> **Requirement**:
Turn the lines of the items below into a JSON list of strings, one string per line and no blank lines. Start at the line containing "Could you please point out the green eye" and go through the last line of the items, counting both ends.

%%

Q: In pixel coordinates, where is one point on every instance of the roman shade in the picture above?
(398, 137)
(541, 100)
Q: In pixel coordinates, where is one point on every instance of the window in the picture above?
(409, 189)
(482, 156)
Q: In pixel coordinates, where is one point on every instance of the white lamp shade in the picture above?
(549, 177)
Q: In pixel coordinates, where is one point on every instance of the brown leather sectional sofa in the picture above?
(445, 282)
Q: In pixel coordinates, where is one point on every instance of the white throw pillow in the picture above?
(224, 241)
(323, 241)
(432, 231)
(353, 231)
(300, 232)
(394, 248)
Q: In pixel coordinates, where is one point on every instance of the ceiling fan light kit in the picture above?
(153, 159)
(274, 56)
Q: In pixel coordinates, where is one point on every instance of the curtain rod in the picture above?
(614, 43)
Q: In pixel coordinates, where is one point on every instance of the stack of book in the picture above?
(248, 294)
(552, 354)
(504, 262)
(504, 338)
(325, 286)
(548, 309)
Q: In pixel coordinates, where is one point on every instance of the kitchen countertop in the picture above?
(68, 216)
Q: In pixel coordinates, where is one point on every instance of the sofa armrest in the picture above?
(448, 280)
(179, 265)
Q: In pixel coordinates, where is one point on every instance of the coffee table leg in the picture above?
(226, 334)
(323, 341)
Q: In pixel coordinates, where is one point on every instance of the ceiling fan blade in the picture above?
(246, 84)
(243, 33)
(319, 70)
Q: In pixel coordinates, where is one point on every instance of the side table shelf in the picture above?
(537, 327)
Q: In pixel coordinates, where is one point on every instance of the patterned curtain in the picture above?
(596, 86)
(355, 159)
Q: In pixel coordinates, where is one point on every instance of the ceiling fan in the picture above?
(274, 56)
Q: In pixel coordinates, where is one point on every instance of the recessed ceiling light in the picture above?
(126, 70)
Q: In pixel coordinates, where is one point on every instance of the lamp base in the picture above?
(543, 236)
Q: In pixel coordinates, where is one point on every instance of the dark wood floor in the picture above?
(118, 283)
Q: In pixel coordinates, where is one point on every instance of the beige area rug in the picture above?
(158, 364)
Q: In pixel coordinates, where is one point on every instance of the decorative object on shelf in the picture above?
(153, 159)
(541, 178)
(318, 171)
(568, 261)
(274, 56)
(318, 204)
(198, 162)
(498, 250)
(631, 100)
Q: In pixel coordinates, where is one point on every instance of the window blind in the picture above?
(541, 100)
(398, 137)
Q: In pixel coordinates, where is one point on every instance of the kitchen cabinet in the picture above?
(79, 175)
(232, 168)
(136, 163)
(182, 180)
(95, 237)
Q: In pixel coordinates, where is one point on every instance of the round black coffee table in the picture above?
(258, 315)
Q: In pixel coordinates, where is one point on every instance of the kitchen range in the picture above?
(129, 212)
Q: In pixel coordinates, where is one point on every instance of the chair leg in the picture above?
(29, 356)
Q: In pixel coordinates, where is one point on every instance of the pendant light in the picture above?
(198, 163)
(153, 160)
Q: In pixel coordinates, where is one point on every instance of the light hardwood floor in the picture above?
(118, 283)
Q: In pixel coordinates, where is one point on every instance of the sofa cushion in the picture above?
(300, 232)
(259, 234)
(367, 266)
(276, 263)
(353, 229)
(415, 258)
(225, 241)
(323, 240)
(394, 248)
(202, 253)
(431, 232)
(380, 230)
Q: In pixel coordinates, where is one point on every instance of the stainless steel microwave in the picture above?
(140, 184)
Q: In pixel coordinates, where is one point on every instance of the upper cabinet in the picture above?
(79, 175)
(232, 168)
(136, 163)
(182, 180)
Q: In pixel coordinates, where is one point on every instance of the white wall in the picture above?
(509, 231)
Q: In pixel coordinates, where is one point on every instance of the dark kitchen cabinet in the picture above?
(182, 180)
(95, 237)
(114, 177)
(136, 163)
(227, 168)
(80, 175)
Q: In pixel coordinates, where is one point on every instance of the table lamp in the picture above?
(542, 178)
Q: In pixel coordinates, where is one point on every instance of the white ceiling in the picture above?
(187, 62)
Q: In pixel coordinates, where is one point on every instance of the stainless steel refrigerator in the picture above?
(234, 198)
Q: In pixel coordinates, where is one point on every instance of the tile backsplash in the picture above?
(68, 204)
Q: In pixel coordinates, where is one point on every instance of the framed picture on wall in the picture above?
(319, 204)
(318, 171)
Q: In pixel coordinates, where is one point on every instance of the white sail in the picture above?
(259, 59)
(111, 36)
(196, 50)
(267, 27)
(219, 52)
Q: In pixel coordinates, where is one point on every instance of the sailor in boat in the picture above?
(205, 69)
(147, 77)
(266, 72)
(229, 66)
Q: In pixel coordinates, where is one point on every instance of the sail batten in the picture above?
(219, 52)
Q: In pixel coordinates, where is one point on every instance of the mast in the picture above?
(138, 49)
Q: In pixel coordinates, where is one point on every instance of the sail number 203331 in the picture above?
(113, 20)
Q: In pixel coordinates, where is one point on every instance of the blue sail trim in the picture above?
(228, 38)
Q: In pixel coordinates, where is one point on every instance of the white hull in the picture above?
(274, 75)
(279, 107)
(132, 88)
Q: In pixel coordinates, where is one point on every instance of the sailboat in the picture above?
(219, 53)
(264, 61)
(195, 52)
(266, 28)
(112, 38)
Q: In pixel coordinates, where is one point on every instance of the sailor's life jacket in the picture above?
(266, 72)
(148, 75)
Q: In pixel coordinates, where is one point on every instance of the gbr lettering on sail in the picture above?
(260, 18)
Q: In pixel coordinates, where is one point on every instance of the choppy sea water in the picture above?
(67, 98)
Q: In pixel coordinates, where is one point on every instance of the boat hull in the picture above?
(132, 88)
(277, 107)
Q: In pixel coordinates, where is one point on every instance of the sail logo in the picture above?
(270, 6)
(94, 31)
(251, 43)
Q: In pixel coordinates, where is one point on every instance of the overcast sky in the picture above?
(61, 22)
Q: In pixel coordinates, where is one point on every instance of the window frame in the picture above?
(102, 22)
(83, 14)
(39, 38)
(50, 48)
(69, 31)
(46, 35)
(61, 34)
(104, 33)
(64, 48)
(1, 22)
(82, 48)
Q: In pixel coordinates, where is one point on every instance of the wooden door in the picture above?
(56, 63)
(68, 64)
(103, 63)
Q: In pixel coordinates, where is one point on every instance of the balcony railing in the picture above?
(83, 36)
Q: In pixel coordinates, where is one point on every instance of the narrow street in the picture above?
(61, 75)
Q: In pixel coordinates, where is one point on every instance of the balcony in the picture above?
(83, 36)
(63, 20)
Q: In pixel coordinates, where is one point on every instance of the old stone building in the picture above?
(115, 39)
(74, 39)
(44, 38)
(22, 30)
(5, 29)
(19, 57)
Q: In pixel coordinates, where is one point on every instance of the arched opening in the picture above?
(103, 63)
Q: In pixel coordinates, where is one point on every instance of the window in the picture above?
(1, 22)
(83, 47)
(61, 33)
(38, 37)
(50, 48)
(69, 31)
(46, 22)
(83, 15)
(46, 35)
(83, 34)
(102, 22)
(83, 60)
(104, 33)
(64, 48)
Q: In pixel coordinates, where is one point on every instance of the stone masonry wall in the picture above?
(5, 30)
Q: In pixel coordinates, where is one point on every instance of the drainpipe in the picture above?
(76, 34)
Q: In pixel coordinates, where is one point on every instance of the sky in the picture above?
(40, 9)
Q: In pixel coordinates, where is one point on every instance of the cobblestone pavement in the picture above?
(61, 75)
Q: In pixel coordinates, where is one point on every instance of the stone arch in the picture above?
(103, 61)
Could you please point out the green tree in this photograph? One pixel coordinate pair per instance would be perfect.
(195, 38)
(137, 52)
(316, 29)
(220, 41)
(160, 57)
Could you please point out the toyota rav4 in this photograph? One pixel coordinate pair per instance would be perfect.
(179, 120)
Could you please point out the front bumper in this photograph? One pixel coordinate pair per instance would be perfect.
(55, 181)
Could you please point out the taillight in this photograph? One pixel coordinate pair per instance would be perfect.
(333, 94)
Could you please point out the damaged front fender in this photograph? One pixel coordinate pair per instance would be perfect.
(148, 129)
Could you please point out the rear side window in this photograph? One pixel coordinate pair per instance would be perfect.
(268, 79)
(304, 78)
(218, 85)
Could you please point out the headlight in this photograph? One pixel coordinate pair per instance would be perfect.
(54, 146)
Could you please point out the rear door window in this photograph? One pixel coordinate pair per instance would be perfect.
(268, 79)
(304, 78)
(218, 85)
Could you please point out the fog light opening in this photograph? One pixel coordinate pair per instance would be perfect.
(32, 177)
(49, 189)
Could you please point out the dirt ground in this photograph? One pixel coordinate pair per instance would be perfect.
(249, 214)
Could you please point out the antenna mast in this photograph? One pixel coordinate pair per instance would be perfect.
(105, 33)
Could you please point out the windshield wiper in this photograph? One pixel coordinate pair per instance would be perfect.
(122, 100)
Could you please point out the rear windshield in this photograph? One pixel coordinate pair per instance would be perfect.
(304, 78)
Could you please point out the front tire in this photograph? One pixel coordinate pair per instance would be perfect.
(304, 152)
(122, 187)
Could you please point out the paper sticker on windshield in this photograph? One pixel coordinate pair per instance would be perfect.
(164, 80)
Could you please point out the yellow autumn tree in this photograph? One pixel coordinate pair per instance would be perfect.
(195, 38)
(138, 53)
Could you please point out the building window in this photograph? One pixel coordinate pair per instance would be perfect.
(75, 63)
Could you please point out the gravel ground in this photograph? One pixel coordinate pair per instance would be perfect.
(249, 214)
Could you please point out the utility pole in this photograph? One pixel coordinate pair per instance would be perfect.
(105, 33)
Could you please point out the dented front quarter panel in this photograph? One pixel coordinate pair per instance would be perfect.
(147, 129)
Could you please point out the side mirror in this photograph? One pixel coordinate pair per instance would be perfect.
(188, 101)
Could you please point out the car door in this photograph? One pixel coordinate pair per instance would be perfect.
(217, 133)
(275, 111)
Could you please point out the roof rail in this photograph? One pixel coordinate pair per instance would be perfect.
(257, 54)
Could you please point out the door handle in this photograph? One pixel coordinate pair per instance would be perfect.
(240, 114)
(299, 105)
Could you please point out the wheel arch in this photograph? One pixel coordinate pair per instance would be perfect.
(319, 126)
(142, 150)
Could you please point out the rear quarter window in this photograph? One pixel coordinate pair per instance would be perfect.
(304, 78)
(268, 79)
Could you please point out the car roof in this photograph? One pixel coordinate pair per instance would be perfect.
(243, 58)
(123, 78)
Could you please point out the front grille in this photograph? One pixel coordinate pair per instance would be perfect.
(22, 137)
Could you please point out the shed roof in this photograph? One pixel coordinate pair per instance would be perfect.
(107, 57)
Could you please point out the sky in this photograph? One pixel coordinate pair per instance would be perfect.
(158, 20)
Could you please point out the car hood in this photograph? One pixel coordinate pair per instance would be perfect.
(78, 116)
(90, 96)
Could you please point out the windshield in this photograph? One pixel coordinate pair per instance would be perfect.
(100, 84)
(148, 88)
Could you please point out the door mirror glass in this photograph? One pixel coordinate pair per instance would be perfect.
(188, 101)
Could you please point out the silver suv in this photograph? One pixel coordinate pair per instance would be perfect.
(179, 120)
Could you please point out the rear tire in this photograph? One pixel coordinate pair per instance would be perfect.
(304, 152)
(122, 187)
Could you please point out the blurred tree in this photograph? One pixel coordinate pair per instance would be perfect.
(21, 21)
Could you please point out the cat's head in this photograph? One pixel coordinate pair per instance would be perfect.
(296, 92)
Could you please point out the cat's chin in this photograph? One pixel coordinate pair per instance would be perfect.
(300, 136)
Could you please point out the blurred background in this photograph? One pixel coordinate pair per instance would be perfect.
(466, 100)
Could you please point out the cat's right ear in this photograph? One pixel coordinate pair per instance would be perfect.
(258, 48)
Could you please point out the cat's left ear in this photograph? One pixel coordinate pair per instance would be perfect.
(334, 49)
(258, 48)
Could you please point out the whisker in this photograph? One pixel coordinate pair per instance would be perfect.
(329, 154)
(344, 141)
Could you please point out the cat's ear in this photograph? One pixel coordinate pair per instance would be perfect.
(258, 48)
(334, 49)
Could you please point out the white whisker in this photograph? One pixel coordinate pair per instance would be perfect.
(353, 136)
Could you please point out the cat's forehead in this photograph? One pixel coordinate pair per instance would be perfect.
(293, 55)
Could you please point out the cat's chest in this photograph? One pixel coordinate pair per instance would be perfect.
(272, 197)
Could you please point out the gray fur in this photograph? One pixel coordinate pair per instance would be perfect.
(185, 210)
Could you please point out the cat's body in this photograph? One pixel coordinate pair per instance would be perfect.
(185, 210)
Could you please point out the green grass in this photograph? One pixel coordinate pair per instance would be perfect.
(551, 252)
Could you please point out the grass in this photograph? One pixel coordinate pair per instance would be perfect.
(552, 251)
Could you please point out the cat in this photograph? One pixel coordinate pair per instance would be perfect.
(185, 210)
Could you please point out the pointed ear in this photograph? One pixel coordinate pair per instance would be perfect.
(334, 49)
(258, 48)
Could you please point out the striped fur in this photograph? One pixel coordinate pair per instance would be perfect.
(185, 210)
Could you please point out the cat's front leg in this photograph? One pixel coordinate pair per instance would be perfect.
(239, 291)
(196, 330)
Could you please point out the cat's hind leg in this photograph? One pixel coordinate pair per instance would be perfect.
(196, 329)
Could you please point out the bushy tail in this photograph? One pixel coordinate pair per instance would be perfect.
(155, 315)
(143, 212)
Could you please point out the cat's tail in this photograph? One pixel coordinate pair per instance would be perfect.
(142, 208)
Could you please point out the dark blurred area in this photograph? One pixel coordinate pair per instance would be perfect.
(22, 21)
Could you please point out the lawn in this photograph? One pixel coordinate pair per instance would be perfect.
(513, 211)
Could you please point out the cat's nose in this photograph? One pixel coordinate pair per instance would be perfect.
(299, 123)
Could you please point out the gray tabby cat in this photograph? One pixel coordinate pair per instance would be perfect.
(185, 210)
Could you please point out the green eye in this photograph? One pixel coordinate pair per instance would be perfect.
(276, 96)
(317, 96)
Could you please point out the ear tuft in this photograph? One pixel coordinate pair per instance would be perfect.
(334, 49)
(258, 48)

%%

> **Response to this exercise**:
[
  "Could you please point out the green eye in this photograph? One pixel coordinate pair per instance would be perfect.",
  "(276, 96)",
  "(317, 96)",
  "Could you please point out the ear tuft in this photograph? One pixel coordinate pair per instance would be perfect.",
  "(334, 49)",
  "(258, 48)"
]